WHAT IS BEING ASKED = Determine how many lines in the rows below contain the word "white". Reply with that number alone.

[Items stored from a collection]

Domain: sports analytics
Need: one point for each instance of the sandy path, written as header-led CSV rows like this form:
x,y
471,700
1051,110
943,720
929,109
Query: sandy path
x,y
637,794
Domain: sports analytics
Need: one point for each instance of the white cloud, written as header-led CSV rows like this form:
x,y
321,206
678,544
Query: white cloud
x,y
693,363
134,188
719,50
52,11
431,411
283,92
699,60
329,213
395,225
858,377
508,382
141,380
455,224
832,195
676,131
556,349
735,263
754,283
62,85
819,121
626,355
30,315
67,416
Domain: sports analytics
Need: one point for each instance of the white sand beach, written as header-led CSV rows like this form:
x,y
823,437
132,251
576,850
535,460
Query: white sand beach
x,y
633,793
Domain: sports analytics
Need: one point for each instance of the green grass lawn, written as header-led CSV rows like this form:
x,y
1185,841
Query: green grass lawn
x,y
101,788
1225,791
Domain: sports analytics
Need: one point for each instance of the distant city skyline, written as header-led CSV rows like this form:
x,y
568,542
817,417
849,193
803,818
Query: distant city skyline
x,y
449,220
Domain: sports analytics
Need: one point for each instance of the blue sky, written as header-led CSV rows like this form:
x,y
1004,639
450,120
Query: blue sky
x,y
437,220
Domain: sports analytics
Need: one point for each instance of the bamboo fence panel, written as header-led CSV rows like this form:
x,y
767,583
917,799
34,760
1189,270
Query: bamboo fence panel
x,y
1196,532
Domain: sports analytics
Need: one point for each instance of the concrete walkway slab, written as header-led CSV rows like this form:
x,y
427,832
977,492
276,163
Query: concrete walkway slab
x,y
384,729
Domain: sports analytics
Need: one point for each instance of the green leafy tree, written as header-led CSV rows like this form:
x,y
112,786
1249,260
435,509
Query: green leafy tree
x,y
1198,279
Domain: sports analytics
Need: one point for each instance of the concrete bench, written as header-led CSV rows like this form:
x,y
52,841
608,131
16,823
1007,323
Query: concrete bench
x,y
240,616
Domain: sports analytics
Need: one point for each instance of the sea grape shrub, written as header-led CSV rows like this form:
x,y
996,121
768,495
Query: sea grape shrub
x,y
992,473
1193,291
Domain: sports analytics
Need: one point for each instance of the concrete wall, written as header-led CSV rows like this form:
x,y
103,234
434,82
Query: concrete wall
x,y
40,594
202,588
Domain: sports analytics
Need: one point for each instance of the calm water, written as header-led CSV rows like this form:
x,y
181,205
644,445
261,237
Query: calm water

THE COMPLETED TASK = 4